Restate all the data word for word and omit the pictures.
*** Opening of MATERIAL SHOWN ***
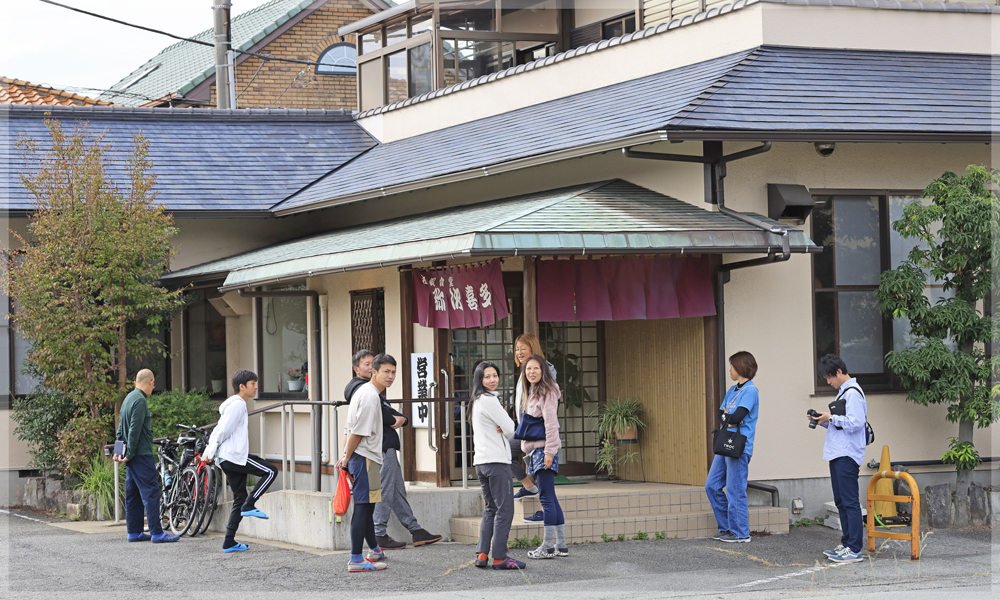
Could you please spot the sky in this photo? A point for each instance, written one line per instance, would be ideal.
(49, 45)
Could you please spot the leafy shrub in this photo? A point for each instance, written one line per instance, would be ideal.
(41, 416)
(168, 408)
(98, 478)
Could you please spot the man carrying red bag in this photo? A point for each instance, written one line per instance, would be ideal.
(363, 460)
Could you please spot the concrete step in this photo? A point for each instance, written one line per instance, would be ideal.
(688, 524)
(623, 500)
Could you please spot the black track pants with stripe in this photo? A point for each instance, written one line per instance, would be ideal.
(237, 476)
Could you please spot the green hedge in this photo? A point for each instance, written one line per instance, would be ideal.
(169, 408)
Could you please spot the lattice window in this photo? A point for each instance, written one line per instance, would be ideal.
(368, 320)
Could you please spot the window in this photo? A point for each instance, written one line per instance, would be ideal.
(858, 244)
(338, 59)
(368, 321)
(204, 345)
(282, 330)
(618, 26)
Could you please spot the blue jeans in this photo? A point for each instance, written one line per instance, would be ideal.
(730, 506)
(142, 490)
(545, 479)
(844, 479)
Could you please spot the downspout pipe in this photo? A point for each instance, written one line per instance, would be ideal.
(316, 376)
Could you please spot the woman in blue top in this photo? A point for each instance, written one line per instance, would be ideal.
(737, 413)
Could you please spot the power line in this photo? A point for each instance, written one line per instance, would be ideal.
(177, 37)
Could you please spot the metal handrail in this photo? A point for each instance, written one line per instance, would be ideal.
(430, 436)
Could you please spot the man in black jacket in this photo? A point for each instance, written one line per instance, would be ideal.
(393, 489)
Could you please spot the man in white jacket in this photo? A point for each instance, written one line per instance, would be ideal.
(230, 441)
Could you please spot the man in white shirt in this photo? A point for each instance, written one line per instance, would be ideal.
(363, 460)
(230, 441)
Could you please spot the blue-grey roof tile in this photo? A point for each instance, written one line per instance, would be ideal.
(765, 89)
(203, 159)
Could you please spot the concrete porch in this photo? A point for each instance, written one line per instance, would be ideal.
(604, 507)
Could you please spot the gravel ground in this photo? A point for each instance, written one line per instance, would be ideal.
(50, 561)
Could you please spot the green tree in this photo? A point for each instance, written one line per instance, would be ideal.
(85, 274)
(948, 364)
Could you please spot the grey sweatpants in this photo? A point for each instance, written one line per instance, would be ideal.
(393, 496)
(499, 514)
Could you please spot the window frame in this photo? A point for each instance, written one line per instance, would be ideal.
(887, 381)
(319, 64)
(259, 343)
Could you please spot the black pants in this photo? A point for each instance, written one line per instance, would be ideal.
(237, 476)
(517, 460)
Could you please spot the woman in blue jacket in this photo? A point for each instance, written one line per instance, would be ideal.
(738, 413)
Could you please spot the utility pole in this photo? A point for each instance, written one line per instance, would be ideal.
(223, 44)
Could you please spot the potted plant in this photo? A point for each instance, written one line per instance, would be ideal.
(621, 419)
(295, 382)
(608, 457)
(217, 377)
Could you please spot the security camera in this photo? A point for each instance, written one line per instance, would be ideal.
(825, 149)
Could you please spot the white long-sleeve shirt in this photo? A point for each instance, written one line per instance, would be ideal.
(491, 446)
(230, 439)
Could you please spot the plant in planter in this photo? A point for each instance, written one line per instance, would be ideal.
(295, 382)
(621, 419)
(217, 377)
(608, 457)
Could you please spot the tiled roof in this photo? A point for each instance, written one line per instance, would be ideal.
(830, 90)
(609, 216)
(774, 91)
(603, 114)
(674, 24)
(178, 68)
(15, 91)
(203, 159)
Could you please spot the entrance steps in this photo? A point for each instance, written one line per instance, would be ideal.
(613, 509)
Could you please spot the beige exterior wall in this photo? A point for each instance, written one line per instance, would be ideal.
(769, 309)
(775, 24)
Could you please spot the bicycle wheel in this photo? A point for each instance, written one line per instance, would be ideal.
(212, 498)
(183, 501)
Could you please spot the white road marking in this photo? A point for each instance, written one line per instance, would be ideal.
(786, 576)
(21, 516)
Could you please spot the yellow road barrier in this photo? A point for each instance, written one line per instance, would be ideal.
(914, 500)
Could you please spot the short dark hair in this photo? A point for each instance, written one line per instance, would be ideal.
(242, 377)
(382, 359)
(744, 364)
(830, 364)
(360, 356)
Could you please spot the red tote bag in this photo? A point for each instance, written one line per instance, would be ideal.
(342, 497)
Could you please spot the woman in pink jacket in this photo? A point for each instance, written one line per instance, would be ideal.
(542, 394)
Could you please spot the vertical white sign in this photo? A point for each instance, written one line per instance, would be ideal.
(421, 368)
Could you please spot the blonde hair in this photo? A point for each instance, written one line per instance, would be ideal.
(531, 341)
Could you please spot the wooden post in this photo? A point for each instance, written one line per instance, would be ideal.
(530, 295)
(406, 348)
(712, 325)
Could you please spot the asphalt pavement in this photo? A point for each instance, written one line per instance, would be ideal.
(83, 561)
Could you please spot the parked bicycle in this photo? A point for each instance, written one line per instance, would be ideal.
(189, 486)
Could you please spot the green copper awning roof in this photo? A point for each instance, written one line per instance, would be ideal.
(609, 217)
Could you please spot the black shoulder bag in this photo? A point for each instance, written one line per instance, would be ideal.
(729, 443)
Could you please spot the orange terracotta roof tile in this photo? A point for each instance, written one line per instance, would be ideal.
(15, 91)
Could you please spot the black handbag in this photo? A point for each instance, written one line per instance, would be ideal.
(530, 429)
(729, 443)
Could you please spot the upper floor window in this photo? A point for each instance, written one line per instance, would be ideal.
(338, 59)
(858, 244)
(618, 26)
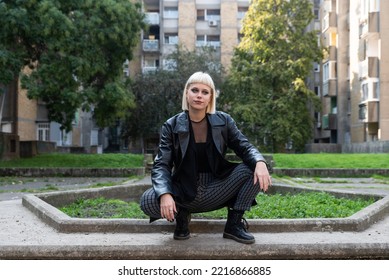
*** Close of MATERIAL SHOWN ***
**TASK RESULT:**
Could you please spot the sky in this photo? A point for each instance, written one line per instance, would be ideal.
(49, 45)
Could you please spot the leafy shrub in this photo? A point for each instance, written one line per instance, would be ideal.
(41, 416)
(168, 408)
(98, 478)
Could you please spot the man carrying red bag in this photo? A point for each instance, written one line per instance, would be ideal.
(363, 460)
Could you please spot the concrete step in this photo? A point for each instance, written one line per instance, would be ideal.
(688, 524)
(623, 500)
Could you please spot the black track pants with stripe in this photo? A point for each instance, written one line per instance, would be ideal.
(237, 476)
Could you please spot the green hedge in this photo? A point for each instance, written one line per instance, would be ideal.
(169, 408)
Could you please spot the lattice window in this photo? A point for each instance, written one line per instance, would be ideal.
(368, 320)
Could you please spot the window in this photo? A point for each instance, written one line per instance, would be ideal.
(858, 244)
(338, 59)
(368, 321)
(204, 345)
(282, 330)
(618, 26)
Could you please spot the blue jeans in this photo? A point for each instance, written one line per instance, would be ideal.
(730, 506)
(142, 490)
(545, 479)
(844, 479)
Could you please spot the downspout pipe in this photo? A point for each instance, written one line per instance, would be ideal.
(316, 376)
Could you please spot the woman in blue top in this photo? A point for each instance, written one line per instance, would be ideal.
(737, 413)
Could you please spot the power line in this photo? A point for each instance, written one line per instance, would be ideal.
(177, 37)
Could you please spot the metal handrail in this photo? A point for each instance, written one line per instance, would be ideal.
(430, 436)
Could you please spot the man in black jacket in this photo? A point for each instance, written one line per instance, would be ideal.
(393, 489)
Could you please spot the man in white jacket in this photo? A point for each instance, written one line per instance, would be ideal.
(230, 441)
Could you please spot the man in white shirt in this photo? A point for each instance, written one line per instance, would be ideal.
(363, 460)
(230, 441)
Could you please spot the blue-grey roof tile in this photo? A point for each instance, written one line per instance, would be ideal.
(765, 89)
(203, 159)
Could you please spot the concrete porch in this photo? A point for each instance, written one line per instance, would be ideal.
(604, 507)
Could you please spot the gravel ground in this photo? A point for each instance, written one line per instance, would be ideal.
(50, 561)
Could you please spot the green tree in this photo? A point for each instance, written one line per instance, would be ideal.
(85, 274)
(948, 364)
Could you please spot the grey sweatpants in this photo? A point for each instance, written one line per instance, would be ideal.
(393, 496)
(499, 514)
Could you please spot the window frame in this photo? A point for each instance, written one line per instance, would be ideal.
(887, 381)
(319, 64)
(259, 343)
Could you please spot the black pants in this photo? A point for each instance, written one line per instance, would be ideal.
(237, 476)
(517, 460)
Could you please spot the woman in blue jacket in this photo? A point for each instance, written one line per instance, would be ideal.
(738, 413)
Could you please spot the utility pole in this photo? A point for each instance, written one line per instance, would be ideal.
(223, 44)
Could you please spot the potted plant in this photo? A point for each instance, written one line per instance, would be ideal.
(621, 419)
(295, 382)
(608, 457)
(217, 377)
Could you please spot the security camera in this photo? A point for each instance, written one line per instance, would be ideal.
(825, 149)
Could you please spot the white long-sleeve shirt in this photo? A point for each instance, written one line per instance, would be ideal.
(491, 446)
(230, 439)
Could you please spot the plant in planter in this photo? A point for each instance, written one line per instance, would be ideal.
(295, 382)
(621, 419)
(217, 377)
(608, 457)
Could you please spot the tiled roof in this photo? A point for each instance, written one line per instance, would be ideal.
(830, 90)
(609, 216)
(774, 91)
(603, 114)
(674, 24)
(178, 68)
(15, 91)
(203, 159)
Could you please spot the entrance steps in this photo? A point for each instance, written one line per instance, would be ideal.
(613, 509)
Could you please spot the beige exterior wall in this photo? A point for each instance, written one line per instance, would be ideal.
(769, 309)
(775, 24)
Could you please spot the bicycle wheel in this photo? A point for each instance, written one line per instance, would be ideal.
(212, 498)
(183, 501)
Could you please spot the white road marking in this photo? A point for each instance, written one line per instance, would be ideal.
(786, 576)
(21, 516)
Could you please spot the yellow road barrier in this photo? A point for each instance, written one line per instance, would be ideal.
(914, 500)
Could you please spot the short dark hair in this photo? A point for each instance, written one line per instance, would be ideal.
(242, 377)
(382, 359)
(744, 364)
(830, 364)
(360, 356)
Could you please spot the red tote bag in this photo? A point for each instance, written one line per instance, would be ideal.
(342, 497)
Could you please spot the woman in pink jacket in this photo? A point for each instance, written one line per instance, would be ideal.
(542, 394)
Could you please spot the vertical white sign in this photo? A point for each instance, written one line per instance, would be ideal.
(421, 368)
Could you please spot the blonde hair in this photo? A point for each instance, written one line per instance, would be ideal.
(531, 341)
Could you please spot the wooden post in this photo? A point for each instance, written one line per instance, would be ideal.
(530, 295)
(406, 348)
(712, 325)
Could you please spot the asphalt pavement in this photo? A point for each instance, written one line per instance, would be ideal.
(83, 561)
Could you please spot the parked bicycle in this photo? A point for each instance, written one line per instance, would be ideal.
(189, 486)
Could you please spot the green copper awning roof in this photo? A point for each instance, written one line per instance, would be ideal.
(609, 217)
Could you please spot the black shoulder bag in this photo? A point for each instance, written one line per instance, would be ideal.
(729, 443)
Could you please spot the orange terracotta roof tile in this photo? A point for each instance, written one line per instance, would be ideal.
(15, 91)
Could you please spot the black handbag in this photo? A point for each instance, written one line per instance, would be ideal.
(530, 429)
(729, 443)
Could you please spot the upper floor window in this photo? A point for each instance, written one line per instance, would be ideal.
(338, 59)
(858, 244)
(618, 26)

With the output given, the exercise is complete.